Exercise task
How many lines of the material below contain the word "outline"? Reply with the number alone.

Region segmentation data
begin

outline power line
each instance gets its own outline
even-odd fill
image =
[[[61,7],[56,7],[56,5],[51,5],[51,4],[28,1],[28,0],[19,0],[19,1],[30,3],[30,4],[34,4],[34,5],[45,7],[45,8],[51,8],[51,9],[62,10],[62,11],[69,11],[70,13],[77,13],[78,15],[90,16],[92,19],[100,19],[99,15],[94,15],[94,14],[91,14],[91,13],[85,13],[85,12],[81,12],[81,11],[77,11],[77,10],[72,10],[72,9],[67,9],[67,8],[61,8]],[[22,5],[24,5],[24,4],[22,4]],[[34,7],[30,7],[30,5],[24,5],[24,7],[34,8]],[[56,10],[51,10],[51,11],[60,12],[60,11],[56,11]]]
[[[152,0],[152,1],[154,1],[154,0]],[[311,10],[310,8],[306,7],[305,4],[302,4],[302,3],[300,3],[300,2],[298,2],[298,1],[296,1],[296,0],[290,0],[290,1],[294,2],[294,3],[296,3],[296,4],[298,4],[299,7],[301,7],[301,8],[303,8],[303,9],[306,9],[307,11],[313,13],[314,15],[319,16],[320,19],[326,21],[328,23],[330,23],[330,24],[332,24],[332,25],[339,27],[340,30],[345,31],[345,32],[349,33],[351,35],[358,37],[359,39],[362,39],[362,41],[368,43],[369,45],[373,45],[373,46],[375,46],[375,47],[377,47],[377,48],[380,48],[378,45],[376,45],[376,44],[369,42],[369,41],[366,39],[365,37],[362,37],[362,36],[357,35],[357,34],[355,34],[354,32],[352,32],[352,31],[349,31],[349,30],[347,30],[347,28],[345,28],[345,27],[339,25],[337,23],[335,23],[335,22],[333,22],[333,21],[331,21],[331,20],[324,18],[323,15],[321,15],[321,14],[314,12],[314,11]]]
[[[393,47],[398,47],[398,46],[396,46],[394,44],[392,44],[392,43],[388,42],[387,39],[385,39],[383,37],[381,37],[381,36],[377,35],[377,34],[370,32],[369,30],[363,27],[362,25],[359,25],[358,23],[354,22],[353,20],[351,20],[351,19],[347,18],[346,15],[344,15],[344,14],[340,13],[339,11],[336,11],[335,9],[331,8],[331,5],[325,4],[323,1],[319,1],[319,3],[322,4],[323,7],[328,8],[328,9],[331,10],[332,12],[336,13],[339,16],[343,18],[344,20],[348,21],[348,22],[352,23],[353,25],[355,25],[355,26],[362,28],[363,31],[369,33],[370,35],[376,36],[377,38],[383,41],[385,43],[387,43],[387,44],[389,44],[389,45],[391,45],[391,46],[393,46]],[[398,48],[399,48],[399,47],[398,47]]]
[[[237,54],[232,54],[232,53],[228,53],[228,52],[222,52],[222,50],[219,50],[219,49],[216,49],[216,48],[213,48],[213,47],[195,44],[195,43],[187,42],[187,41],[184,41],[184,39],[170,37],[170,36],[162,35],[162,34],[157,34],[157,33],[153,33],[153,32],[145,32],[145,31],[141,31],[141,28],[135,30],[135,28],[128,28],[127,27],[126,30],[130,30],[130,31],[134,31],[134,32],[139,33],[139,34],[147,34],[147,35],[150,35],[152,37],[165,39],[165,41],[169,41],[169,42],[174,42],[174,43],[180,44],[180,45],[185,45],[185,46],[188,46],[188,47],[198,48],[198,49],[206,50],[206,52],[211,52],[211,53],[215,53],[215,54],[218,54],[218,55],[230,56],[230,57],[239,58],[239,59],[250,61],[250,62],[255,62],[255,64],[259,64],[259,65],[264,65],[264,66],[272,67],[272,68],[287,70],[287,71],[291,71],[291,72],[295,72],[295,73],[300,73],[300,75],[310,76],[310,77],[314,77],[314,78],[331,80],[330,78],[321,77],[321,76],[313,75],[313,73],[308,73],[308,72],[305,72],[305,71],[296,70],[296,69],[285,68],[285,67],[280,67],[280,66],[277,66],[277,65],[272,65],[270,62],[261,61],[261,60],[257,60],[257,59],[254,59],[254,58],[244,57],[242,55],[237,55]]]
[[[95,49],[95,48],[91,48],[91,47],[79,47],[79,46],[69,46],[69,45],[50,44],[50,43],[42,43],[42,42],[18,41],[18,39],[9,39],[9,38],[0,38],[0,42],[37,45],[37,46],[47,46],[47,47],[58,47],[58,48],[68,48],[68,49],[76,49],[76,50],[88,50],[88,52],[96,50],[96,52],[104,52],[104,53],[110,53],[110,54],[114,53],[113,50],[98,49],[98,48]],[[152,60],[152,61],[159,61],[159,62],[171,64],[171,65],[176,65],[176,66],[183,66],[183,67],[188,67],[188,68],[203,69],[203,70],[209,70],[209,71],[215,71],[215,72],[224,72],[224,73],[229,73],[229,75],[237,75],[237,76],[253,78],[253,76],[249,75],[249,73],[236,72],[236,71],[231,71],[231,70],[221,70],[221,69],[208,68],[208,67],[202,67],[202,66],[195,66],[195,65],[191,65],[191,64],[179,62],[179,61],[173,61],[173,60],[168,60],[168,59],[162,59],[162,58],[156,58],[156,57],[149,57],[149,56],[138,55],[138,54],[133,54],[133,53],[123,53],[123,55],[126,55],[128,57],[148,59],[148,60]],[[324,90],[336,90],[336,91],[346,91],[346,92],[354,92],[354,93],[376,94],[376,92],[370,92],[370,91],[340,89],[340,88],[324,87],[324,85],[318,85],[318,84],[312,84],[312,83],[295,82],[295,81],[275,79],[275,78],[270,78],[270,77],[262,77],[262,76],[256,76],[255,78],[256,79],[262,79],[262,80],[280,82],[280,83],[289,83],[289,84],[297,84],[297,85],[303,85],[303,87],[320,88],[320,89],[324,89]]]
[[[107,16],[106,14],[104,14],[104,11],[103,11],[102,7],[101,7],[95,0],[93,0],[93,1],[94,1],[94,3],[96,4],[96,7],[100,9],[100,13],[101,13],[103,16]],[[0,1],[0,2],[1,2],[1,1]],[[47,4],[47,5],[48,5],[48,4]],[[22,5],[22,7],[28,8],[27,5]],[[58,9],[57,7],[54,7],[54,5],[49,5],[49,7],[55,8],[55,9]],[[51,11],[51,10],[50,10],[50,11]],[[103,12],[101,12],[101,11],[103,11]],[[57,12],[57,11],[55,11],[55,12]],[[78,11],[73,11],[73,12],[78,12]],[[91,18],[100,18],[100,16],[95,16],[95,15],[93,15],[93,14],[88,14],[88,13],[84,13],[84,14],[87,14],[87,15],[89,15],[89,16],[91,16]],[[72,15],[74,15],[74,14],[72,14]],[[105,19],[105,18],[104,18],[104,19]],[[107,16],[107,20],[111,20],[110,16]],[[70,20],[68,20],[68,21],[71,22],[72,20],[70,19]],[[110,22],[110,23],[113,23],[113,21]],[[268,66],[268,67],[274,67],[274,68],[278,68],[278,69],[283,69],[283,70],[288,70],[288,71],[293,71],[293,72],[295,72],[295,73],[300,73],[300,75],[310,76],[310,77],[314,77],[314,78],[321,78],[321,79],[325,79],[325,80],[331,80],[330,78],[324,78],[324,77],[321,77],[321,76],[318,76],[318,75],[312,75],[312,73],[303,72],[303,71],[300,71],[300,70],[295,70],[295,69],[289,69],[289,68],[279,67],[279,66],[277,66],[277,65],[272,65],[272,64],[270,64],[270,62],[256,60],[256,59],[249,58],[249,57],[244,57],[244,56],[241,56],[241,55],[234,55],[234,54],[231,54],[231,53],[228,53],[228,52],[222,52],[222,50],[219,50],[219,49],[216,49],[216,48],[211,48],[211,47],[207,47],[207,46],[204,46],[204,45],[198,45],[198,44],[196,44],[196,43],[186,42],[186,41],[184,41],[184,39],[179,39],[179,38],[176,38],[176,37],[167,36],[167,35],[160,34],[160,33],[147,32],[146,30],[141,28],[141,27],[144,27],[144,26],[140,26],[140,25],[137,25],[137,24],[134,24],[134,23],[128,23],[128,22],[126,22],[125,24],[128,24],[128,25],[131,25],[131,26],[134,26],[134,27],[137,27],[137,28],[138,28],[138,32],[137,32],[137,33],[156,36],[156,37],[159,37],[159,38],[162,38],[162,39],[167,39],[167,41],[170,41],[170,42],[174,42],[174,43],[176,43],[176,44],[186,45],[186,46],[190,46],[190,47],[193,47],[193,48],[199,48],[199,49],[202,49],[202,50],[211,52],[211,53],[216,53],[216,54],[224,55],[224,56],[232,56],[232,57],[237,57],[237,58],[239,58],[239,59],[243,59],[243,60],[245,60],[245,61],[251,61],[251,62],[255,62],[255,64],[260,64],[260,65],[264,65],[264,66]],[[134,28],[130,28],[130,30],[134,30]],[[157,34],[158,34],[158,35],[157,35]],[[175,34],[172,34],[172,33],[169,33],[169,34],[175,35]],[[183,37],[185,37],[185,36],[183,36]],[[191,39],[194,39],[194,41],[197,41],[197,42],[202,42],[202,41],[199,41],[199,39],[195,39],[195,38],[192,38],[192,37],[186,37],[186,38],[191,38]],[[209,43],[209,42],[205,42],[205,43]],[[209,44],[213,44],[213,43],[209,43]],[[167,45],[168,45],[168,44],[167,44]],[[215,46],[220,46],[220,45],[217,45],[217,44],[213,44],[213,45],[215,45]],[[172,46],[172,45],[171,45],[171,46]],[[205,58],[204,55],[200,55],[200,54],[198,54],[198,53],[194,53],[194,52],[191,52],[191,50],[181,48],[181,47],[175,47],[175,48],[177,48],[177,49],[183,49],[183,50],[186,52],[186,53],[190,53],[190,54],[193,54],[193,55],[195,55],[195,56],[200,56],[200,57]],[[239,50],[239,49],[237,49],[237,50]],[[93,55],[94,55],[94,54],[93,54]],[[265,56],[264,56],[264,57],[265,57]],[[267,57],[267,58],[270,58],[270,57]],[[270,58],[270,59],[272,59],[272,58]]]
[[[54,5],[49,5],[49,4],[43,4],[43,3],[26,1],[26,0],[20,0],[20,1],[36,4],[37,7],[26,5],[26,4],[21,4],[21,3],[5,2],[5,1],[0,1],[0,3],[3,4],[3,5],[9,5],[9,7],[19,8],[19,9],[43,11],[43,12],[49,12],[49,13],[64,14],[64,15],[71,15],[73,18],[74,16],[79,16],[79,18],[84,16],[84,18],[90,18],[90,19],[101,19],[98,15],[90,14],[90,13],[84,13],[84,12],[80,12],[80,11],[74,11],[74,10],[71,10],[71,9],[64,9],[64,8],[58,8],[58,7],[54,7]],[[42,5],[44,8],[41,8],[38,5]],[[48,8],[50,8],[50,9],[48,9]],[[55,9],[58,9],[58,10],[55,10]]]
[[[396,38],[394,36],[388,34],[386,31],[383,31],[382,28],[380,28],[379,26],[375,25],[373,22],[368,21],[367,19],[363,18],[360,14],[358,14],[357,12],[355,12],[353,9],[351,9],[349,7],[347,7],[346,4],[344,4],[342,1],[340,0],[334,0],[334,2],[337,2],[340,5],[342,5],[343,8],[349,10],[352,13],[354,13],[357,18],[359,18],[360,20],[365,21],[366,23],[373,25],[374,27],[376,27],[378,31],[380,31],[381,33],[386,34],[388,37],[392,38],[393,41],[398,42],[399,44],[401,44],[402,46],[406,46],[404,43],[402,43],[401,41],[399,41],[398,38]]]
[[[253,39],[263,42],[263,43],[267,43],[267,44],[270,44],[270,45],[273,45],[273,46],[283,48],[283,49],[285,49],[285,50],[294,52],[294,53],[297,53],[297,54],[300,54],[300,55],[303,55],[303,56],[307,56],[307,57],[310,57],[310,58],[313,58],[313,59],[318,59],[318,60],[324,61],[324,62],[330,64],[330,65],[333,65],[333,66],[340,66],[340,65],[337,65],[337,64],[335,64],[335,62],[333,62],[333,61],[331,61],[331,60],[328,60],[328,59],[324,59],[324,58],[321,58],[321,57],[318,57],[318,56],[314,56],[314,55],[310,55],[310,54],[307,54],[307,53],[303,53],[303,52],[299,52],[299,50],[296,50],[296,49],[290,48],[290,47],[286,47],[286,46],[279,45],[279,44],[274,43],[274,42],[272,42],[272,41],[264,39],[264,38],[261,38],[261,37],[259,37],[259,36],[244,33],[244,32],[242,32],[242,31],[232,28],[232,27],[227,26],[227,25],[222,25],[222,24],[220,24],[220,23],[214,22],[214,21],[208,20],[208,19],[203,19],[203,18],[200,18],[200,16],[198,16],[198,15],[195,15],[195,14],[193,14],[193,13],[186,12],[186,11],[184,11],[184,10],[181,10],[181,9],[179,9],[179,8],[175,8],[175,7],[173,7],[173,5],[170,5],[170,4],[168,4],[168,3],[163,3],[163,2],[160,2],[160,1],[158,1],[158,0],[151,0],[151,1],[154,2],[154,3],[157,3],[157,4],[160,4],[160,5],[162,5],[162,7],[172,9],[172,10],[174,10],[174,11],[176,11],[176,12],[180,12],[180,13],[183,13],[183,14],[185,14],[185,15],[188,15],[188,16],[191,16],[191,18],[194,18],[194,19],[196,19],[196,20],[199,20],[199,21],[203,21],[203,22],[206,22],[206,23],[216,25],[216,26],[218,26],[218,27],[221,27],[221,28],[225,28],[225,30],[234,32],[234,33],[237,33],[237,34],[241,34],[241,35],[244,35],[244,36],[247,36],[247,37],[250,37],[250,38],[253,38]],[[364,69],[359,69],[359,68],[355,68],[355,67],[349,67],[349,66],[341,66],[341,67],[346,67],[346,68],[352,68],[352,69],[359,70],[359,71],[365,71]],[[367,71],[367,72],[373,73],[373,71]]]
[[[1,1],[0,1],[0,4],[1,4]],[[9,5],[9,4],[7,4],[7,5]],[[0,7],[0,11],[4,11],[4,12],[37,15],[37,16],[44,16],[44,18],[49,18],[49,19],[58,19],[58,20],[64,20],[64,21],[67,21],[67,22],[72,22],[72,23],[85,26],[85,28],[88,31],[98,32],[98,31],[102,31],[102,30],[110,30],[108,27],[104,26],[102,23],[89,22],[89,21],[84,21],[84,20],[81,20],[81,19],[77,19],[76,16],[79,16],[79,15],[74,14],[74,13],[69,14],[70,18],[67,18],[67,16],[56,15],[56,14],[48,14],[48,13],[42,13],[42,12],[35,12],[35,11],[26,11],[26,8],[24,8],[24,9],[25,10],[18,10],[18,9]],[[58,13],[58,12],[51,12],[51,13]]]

end

Task response
2